--- start of Dataset extract ---

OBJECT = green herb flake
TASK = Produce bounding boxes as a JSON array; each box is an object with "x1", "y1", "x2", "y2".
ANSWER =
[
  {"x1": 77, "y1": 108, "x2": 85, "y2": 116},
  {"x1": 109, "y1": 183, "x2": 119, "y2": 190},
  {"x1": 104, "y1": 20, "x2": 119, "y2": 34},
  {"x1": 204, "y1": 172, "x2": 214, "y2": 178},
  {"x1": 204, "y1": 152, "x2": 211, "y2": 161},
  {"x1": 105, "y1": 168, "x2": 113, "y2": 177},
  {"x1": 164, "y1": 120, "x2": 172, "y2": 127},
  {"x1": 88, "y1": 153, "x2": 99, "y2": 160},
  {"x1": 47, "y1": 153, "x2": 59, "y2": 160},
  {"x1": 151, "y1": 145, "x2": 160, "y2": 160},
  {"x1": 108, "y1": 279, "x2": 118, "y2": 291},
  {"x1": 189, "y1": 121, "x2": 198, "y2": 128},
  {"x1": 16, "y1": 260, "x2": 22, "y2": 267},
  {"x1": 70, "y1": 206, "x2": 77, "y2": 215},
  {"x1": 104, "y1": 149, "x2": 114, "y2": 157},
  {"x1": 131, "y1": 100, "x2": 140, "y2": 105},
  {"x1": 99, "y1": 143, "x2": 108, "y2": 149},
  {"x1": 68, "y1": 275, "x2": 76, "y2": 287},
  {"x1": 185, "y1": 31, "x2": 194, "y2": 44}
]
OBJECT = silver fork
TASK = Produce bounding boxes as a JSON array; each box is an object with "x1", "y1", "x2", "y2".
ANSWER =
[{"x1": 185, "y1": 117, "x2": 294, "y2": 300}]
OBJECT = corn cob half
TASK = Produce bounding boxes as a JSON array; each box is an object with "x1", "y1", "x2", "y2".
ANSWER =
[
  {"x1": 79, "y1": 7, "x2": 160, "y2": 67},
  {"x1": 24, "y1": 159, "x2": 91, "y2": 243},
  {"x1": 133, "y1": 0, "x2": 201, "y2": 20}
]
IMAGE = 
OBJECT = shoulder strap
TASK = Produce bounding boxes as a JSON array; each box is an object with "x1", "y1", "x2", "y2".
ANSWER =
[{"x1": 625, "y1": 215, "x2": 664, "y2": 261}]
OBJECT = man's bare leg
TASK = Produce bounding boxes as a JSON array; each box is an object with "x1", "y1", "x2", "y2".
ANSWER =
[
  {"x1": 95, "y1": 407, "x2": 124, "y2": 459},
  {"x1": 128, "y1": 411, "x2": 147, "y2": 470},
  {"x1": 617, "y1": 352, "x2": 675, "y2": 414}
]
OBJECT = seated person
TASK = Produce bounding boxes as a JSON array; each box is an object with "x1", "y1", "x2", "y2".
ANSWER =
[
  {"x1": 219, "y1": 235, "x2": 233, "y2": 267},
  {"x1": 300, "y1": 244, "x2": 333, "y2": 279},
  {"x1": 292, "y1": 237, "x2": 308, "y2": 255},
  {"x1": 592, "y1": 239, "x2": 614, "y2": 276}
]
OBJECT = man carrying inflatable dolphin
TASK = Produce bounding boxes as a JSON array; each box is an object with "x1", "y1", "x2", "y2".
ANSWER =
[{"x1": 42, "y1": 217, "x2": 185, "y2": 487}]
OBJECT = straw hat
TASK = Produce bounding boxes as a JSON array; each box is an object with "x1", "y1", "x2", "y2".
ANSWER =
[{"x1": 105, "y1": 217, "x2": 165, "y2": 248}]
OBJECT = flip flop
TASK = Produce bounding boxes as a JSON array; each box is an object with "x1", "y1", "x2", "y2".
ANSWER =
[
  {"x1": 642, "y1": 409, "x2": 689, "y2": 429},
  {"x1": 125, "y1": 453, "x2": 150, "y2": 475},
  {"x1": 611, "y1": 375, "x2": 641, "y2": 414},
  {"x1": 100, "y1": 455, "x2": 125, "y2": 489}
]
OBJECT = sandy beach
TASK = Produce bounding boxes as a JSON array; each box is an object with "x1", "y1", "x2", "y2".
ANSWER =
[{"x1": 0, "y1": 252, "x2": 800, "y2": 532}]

--- end of Dataset extract ---

_The exercise_: Print all of the data above again, line for line, without changing a single character.

_Correct response_:
OBJECT = green herb flake
TASK = Produce bounding boxes as a JSON array; each box is an object with "x1", "y1", "x2", "y2".
ANSWER =
[
  {"x1": 77, "y1": 108, "x2": 85, "y2": 116},
  {"x1": 109, "y1": 183, "x2": 119, "y2": 190},
  {"x1": 104, "y1": 20, "x2": 119, "y2": 34},
  {"x1": 204, "y1": 172, "x2": 214, "y2": 178},
  {"x1": 204, "y1": 152, "x2": 211, "y2": 161},
  {"x1": 105, "y1": 168, "x2": 113, "y2": 177},
  {"x1": 164, "y1": 120, "x2": 172, "y2": 127},
  {"x1": 88, "y1": 153, "x2": 99, "y2": 160},
  {"x1": 47, "y1": 153, "x2": 59, "y2": 160},
  {"x1": 151, "y1": 145, "x2": 160, "y2": 160},
  {"x1": 108, "y1": 279, "x2": 118, "y2": 291},
  {"x1": 189, "y1": 121, "x2": 198, "y2": 128},
  {"x1": 16, "y1": 260, "x2": 22, "y2": 267},
  {"x1": 70, "y1": 206, "x2": 77, "y2": 215},
  {"x1": 104, "y1": 149, "x2": 114, "y2": 157},
  {"x1": 131, "y1": 100, "x2": 140, "y2": 105},
  {"x1": 99, "y1": 143, "x2": 108, "y2": 149},
  {"x1": 68, "y1": 275, "x2": 76, "y2": 287},
  {"x1": 185, "y1": 31, "x2": 194, "y2": 44}
]
OBJECT = silver fork
TASK = Produce bounding boxes as a JSON array; each box is an object with "x1", "y1", "x2", "y2".
ANSWER =
[{"x1": 185, "y1": 117, "x2": 294, "y2": 300}]
OBJECT = corn cob half
TASK = Produce bounding boxes as a JSON array; each box is an object with "x1", "y1", "x2", "y2".
ANSWER =
[
  {"x1": 79, "y1": 7, "x2": 160, "y2": 67},
  {"x1": 24, "y1": 159, "x2": 91, "y2": 243},
  {"x1": 133, "y1": 0, "x2": 201, "y2": 20}
]
IMAGE = 
OBJECT = shoulder strap
TASK = Produce bounding boxes as a JSON array; each box is an object with "x1", "y1", "x2", "y2".
ANSWER =
[{"x1": 625, "y1": 215, "x2": 664, "y2": 261}]
OBJECT = man's bare leg
TASK = Produce bounding boxes as a JSON array; each box is an object with "x1", "y1", "x2", "y2".
ANSWER =
[
  {"x1": 95, "y1": 407, "x2": 124, "y2": 459},
  {"x1": 128, "y1": 411, "x2": 147, "y2": 470},
  {"x1": 617, "y1": 352, "x2": 675, "y2": 414}
]
OBJECT = seated person
TASK = Produce bounding boxes as a JSON array; each box is an object with "x1", "y1", "x2", "y2".
ANSWER =
[
  {"x1": 219, "y1": 235, "x2": 233, "y2": 267},
  {"x1": 300, "y1": 244, "x2": 333, "y2": 279},
  {"x1": 292, "y1": 237, "x2": 308, "y2": 255},
  {"x1": 592, "y1": 239, "x2": 614, "y2": 276}
]
OBJECT = man carrying inflatable dolphin
TASK = Produce bounding boxes as a JSON array; each box is an object with "x1", "y1", "x2", "y2".
ANSWER =
[{"x1": 42, "y1": 217, "x2": 185, "y2": 487}]
OBJECT = straw hat
TASK = Produce bounding boxes as a JSON array; each box is an object with "x1", "y1", "x2", "y2".
ANSWER =
[{"x1": 105, "y1": 217, "x2": 165, "y2": 248}]
OBJECT = flip flop
TASK = Produce bounding boxes as a JSON array; each box is an object with "x1", "y1", "x2", "y2".
ANSWER =
[
  {"x1": 642, "y1": 409, "x2": 689, "y2": 429},
  {"x1": 125, "y1": 453, "x2": 150, "y2": 475},
  {"x1": 611, "y1": 375, "x2": 641, "y2": 414},
  {"x1": 100, "y1": 455, "x2": 125, "y2": 489}
]
OBJECT = sandy beach
TASK = Produce bounding boxes as a JSON array; each box is an object with "x1", "y1", "x2", "y2".
ANSWER =
[{"x1": 0, "y1": 252, "x2": 800, "y2": 532}]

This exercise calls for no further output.